Problem A |
Answer these questions about the passage on European laws and Switzerland below:
(i) How many pages do the LSFin and its ordinance total?
(ii) In what year did Switzerland sign the Lugano Convention?
(iii) What tax rate does France impose on dividends from French companies when the holders are residents of "Non-Cooperative States and Territories"?

MIFID II, EMIR, RGPD, SRD II… What to make of these European laws that influence Switzerland without really affecting it?

The Swiss village

One of the attractions of the Swiss financial center is its pragmatism. Financial legislation is tedious and complex, as it is everywhere. But they are nevertheless more succinct and practical than their European equivalents.

For example, the LSFin and its ordinance total 80 pages, whereas MIFID II is more than twice as long and specifies each rule in great detail, whereas the LSFin merely sets out principles.

Switzerland is still an island in the middle of the European ocean. So what should we do with these European standards: ignore them? Comply? Watching them from afar?

Regulatory environments

No two regulatory systems in the world are alike. The scope of these regulatory universes also varies, not only from country to country, but also from law to law. This makes it extremely difficult for companies to understand which laws apply to them, and to what extent.

Navigating this jungle of European rules means first and foremost asking the right questions.

Question 1: Could this law be directly applicable to me?

Some laws apply to all companies that do business with residents or nationals of the jurisdiction concerned, even if the company is based in Switzerland. The General Data Protection Regulation issued by the European Union is a case in point. It covers all European residents who have provided data to a company – European or foreign: your employee or customer lives in France? The law applies to you!

This type of legislation has an immediate cross-border impact. FINMA itself closely monitors cross-border risk. In the event of a material breach, it can re-establish the legal order through an enforcement procedure (not counting the risk of direct sanction by the country concerned).

There’s no doubt about it: these laws need to be considered with care.

Question 2: Does this law increase my risk of litigation?

Certain laws are not applicable to companies located outside the jurisdiction concerned. The European MIFID II Directive is a good example. European regulators will not sanction a Swiss financial institution for failing to comply with MIFID II.
However, the Lugano Convention, signed in 2007 by Switzerland, the European Community, Denmark, Norway and Iceland, stipulates that the place of jurisdiction in the event of a dispute may be the customer’s place of residence. In this way, laws that do not a priori concern the company can suddenly become important.
Should the provisions of MIFID II be followed to the letter? This is a question that has no single answer, and one that the financial institution must decide in conjunction with its legal, risk and/or compliance departments.
the answer will depend on the establishment’s clientele, its type of business and its risk tolerance.

Question 3: Does this law have any implications for my investments?

Last but not least, some laws have cross-border implications without really meaning to – and quite often, without even realizing it. In fact, they impose certain obligations relating to the investments that may be in your customers’ portfolios.

One example is the 75% tax that France imposes on dividends from French companies, when the holders are residents of “Non-Cooperative States and Territories”. Is your customer a BVI or Panamanian company? In this case, investing in French companies may expose the investor to higher taxes.

Another example is the MIFIR directive, which requires European companies to publish certain information (pre- and post-trade transparency). If you do business with this type of company, you may be required to provide certain information about your company or your investments.

A final interesting example is the entry into force of the Shareholder Rights Directive II (SRD II). This law confers more extensive rights on shareholders of companies listed in the European Union. In this context, you may be obliged to provide information on the identity of the shareholders concerned, and therefore on your customers.

The Swiss village on European soil

Switzerland may not be part of the European Union, but it is deeply imbued with it. Keeping abreast of regulatory developments in our large neighbor is essential. Compliance isn’t always the case. The most important thing is to identify which European laws are binding and to comply with these obligations.

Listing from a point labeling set
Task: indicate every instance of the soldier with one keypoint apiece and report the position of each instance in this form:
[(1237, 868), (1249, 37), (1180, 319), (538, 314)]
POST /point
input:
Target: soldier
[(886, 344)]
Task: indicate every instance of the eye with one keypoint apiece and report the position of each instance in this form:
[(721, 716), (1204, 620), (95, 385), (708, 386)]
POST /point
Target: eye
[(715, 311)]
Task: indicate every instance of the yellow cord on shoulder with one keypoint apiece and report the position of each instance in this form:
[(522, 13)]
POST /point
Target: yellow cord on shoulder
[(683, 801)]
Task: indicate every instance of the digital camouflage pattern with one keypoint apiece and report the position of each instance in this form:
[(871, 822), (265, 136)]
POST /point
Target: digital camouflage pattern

Problem B | Find each line in the listing above that contains the word "yellow", and copy those lines.

Finished answer A |
(i) 80 pages
(ii) 2007
(iii) 75%

Finished answer B |
Task: indicate every instance of the yellow cord on shoulder with one keypoint apiece and report the position of each instance in this form:
Target: yellow cord on shoulder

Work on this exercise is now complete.